* [抜粋文]
アルツハイマー型認知症の嚥下障害について
アルツハイマー型認知症の方に、嚥下障害(えんげしょうがい)という症状が現れることがあります。
まず、ご確認いただきたいのが、アルツハイマー型認知症の人が、食事の時にムセることはありませんか?
熱が出やすかったり、肺炎になったりしませんか?
アルツハイマー型認知症の人がムセやすい場合、嚥下障害になっているかもしれません。
今回は、アルツハイマー型認知症の嚥下障害についてお伝えします。
アルツハイマー型認知症で嚥下障害を起こす原因
アルツハイマー型認知症で嚥下障害を起こす原因とは、いったい何でしょうか?
まず、嚥下障害とは、食べ物や飲み物を飲み込みにくくなっている状態のことです。

* [データ抜粋]
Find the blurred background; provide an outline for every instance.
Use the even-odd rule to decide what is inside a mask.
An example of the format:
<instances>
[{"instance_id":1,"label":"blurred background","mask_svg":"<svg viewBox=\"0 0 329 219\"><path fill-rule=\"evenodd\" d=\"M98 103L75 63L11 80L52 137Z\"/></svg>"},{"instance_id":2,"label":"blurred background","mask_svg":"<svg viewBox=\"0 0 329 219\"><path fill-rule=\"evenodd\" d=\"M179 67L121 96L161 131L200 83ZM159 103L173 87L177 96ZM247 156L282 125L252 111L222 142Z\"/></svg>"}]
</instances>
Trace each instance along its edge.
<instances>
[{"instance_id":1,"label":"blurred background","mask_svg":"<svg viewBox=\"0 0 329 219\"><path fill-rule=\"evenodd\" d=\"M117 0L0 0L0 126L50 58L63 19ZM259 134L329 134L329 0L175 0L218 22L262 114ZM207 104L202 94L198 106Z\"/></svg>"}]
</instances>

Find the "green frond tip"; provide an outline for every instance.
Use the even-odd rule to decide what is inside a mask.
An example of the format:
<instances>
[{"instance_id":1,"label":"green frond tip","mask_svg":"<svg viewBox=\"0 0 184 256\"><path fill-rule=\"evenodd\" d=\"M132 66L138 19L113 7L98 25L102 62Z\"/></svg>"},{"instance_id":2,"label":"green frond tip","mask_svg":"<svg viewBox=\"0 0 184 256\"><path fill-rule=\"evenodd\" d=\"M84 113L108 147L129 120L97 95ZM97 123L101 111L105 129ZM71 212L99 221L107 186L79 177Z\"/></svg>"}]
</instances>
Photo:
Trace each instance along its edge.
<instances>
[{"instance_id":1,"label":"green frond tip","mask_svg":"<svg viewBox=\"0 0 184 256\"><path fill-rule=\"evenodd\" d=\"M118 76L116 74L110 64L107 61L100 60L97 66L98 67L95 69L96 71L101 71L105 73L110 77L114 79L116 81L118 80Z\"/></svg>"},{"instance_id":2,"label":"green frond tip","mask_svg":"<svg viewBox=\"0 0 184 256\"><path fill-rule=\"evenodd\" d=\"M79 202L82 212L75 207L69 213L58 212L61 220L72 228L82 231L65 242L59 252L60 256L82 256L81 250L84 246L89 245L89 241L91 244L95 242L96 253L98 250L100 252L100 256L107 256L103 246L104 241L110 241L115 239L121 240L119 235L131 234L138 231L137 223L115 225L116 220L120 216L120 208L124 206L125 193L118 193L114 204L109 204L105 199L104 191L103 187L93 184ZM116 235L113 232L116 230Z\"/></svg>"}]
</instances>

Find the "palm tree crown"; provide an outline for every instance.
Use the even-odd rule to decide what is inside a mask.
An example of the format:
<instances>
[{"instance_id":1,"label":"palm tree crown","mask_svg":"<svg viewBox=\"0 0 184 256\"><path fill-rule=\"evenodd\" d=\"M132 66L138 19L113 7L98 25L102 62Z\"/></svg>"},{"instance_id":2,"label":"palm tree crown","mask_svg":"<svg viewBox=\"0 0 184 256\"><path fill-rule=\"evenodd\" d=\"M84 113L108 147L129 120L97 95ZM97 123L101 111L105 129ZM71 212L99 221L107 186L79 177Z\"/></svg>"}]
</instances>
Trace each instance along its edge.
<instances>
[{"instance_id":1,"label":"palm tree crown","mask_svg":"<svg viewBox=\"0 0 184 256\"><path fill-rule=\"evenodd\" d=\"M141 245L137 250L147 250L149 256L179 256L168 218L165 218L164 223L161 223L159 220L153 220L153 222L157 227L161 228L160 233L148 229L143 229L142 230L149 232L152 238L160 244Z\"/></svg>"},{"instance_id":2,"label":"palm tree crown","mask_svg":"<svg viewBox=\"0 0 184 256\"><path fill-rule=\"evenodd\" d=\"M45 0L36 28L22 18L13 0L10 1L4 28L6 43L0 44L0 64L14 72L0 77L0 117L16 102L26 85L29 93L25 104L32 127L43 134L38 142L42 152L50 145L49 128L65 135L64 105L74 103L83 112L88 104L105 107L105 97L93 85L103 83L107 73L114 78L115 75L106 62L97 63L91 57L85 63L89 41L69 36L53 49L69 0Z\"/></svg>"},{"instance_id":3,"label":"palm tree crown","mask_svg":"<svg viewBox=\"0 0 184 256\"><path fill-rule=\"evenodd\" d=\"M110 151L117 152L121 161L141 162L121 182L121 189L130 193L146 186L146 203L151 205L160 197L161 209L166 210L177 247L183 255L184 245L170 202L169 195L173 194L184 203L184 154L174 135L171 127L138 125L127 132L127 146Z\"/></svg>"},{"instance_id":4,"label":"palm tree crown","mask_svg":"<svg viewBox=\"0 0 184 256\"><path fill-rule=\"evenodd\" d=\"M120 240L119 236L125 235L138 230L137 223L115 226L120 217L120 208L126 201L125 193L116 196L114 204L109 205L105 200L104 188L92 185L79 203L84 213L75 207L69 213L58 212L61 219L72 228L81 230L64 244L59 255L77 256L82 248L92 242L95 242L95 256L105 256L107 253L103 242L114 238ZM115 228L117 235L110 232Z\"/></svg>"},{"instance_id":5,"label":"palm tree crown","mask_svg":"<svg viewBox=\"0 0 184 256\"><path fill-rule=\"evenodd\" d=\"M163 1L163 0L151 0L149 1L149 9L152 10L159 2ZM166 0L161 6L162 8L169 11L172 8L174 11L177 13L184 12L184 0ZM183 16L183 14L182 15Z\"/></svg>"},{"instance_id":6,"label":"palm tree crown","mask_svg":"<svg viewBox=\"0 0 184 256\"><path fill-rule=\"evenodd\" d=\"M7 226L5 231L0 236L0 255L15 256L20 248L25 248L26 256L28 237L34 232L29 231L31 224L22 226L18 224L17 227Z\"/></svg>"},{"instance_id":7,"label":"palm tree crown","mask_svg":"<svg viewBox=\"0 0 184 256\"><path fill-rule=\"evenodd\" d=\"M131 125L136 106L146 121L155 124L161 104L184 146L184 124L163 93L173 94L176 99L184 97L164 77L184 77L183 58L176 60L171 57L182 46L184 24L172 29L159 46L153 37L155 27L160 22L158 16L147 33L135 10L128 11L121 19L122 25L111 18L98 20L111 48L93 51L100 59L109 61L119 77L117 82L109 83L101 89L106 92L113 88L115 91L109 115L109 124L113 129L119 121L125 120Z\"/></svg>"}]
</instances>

* [実施する課題]
• A. 嚥下障害の抜粋文では、嚥下障害とはどのような状態だと説明されていますか。
• B. アルツハイマー型認知症の嚥下障害についての抜粋文を、最後の文の後から書き継いでください。
上記のエントリは抜粋文とは関係がありません。

* [課題の解答]
• A. 食べ物や飲み物を飲み込みにくくなっている状態です。

• B.
食事などを飲み込むためには、口、舌、咽(のど)の筋肉をタイミングよくしっかりと動かす必要があります。
アルツハイマー型認知症になると、他人との交流を避けてしまう場合があります。
そうなると、しゃべる機会も少なくなります。
しゃべる機会が減ると、口、舌、咽を動かすことが少なくなり筋力が低下します。
重度になり意欲や筋力が低下しても、嚥下障害になります。
睡眠薬や鎮静効果がある薬剤を服用している場合も、嚥下障害を起こす可能性があります。
アルツハイマー型認知症の方が嚥下障害を起こすと、食べ物や飲み物を食道に送り込むことが出来なくなります。
食べ物や飲み物が、食道でなく気管から肺に入ってしまう状態を「誤嚥(ごえん)」といいます。
嚥下障害になると、食事中にムセて咳こむことがあります。
気管や肺に空気以外の異物が入ると、咳をして体外に出そうとします。
肺に異物が入ると、炎症を起こして肺炎になります。
これを「誤嚥性肺炎(ごえんせいはいえん)」といいます。
誤嚥性肺炎では、高熱が出ない場合があります。
37~38℃の発熱が、出たりよくなったりします。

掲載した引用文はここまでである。